WHAT THE EXERCISE ASKS: From the line that contains "Place a single" to the last line of the data, every line is to be transcribed exactly; no other line is to be included.

Start of RAW DATA

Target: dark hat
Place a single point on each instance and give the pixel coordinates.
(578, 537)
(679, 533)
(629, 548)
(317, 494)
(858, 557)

End of RAW DATA

RESULT:
Place a single point on each instance and give the pixel coordinates.
(578, 537)
(679, 533)
(629, 548)
(317, 494)
(858, 557)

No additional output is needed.